Entries from a pointing dataset
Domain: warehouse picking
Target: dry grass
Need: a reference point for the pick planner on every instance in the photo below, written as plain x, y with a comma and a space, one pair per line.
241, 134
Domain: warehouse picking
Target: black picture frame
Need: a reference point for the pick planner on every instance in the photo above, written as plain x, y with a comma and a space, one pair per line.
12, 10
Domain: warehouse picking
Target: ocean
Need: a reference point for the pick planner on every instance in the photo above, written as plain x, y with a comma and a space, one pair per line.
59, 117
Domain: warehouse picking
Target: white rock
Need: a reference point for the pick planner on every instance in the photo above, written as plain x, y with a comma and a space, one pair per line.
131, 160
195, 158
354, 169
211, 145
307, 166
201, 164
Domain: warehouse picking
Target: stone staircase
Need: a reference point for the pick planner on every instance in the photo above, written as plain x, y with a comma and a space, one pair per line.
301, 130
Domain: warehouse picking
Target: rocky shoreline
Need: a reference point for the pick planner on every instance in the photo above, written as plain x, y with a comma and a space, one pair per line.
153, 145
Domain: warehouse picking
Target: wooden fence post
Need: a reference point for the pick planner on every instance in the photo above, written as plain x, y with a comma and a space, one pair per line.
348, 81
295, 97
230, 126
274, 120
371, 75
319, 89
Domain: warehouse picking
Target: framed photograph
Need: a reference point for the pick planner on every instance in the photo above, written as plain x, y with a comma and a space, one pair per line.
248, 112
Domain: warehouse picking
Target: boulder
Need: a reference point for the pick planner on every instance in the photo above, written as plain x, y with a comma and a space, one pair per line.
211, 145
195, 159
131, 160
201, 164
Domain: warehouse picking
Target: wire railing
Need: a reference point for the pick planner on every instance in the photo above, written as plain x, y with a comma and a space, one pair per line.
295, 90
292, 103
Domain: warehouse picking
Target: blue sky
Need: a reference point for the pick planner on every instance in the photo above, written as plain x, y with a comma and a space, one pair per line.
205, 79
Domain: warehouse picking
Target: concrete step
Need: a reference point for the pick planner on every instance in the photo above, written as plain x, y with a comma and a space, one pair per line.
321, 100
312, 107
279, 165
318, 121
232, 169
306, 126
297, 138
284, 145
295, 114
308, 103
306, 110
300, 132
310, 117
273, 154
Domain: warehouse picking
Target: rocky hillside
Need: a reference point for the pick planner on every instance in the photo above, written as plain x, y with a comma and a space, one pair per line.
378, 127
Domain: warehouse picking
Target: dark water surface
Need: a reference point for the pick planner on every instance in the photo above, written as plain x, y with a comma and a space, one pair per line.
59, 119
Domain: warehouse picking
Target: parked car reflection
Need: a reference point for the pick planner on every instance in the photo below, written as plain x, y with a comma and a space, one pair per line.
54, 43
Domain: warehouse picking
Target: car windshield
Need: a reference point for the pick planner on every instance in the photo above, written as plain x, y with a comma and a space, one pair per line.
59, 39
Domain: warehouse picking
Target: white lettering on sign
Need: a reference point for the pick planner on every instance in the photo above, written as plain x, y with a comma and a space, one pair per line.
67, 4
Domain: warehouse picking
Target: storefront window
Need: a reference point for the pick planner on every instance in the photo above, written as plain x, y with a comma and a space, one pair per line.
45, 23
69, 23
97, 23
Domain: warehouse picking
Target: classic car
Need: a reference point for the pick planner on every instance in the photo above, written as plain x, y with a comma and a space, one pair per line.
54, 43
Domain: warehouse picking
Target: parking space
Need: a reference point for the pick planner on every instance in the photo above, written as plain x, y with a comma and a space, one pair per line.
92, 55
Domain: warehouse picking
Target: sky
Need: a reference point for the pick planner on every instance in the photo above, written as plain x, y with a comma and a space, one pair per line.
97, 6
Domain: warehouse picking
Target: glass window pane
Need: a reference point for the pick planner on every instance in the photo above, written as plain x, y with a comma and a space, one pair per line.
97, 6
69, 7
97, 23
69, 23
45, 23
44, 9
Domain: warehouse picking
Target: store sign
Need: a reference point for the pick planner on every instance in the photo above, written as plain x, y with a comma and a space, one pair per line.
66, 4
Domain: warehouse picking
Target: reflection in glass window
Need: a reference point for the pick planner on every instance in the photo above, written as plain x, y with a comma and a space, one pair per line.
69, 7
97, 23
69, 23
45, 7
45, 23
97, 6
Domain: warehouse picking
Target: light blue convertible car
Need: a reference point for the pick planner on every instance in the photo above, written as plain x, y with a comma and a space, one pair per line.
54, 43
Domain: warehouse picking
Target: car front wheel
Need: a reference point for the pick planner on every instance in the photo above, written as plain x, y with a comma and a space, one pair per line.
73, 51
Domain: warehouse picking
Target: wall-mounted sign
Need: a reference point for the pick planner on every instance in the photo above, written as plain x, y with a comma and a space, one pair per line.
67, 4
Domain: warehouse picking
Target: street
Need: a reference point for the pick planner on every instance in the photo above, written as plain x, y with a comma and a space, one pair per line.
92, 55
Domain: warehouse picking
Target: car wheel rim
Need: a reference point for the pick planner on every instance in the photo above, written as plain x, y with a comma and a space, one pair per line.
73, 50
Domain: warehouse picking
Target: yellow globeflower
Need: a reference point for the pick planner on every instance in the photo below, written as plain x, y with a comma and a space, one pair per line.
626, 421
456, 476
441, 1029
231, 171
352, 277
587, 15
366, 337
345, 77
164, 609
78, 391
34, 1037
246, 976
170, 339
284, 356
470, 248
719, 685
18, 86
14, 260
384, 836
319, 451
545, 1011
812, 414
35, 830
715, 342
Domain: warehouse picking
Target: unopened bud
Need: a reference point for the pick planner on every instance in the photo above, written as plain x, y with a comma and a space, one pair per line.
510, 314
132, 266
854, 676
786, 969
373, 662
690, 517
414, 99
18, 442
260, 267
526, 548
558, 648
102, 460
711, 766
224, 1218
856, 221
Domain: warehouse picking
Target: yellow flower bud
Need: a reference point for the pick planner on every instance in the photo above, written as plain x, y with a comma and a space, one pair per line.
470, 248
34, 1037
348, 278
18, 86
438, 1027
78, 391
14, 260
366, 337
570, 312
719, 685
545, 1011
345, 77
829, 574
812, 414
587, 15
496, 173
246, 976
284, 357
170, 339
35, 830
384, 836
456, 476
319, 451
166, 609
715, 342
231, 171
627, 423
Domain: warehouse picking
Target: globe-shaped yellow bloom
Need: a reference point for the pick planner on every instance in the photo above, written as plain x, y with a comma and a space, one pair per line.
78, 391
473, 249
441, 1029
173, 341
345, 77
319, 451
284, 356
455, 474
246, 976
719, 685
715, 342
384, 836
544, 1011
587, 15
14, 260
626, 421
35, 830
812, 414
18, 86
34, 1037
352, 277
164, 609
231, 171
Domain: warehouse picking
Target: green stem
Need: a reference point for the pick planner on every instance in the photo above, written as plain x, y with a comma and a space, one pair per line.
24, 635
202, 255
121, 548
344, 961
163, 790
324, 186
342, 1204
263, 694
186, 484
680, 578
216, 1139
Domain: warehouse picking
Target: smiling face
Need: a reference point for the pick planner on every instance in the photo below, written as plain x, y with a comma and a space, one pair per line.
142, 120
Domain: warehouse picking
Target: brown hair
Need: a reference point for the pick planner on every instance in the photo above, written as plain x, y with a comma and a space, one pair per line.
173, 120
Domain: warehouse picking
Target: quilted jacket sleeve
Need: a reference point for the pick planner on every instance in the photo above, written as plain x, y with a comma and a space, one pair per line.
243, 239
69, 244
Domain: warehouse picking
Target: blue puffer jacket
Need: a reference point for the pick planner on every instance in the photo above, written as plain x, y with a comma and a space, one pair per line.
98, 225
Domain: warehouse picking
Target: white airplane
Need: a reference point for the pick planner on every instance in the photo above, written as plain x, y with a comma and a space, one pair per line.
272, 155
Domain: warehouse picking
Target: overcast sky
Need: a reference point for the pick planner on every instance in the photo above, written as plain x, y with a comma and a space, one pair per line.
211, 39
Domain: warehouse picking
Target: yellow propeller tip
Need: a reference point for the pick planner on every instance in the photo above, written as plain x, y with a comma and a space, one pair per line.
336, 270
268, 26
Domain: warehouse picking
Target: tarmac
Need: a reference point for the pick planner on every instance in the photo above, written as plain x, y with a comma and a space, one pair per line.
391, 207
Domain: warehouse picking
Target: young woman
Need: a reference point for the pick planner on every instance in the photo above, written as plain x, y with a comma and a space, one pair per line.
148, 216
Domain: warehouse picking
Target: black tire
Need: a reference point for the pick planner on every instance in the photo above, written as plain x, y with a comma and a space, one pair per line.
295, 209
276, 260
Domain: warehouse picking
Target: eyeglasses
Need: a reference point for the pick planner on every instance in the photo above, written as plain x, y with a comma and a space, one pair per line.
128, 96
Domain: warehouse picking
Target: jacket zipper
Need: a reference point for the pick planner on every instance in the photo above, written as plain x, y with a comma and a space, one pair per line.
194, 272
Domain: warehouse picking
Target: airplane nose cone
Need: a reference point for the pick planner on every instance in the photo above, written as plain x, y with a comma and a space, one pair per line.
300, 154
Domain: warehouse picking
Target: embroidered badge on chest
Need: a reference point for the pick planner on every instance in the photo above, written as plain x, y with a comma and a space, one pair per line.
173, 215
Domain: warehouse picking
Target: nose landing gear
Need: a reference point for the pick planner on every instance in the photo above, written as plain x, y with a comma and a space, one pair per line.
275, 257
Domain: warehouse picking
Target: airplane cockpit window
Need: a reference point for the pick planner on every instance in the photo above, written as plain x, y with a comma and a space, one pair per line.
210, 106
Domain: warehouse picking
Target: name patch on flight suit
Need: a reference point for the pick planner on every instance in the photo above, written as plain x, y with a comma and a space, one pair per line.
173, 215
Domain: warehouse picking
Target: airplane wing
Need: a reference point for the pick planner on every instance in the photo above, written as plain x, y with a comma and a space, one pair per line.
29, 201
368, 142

→ **Goal**
Filter the data above, copying every line that contains the word "airplane".

→ **Complete response**
Target: white airplane
Target: airplane nose cone
Target: airplane cockpit window
Target: airplane wing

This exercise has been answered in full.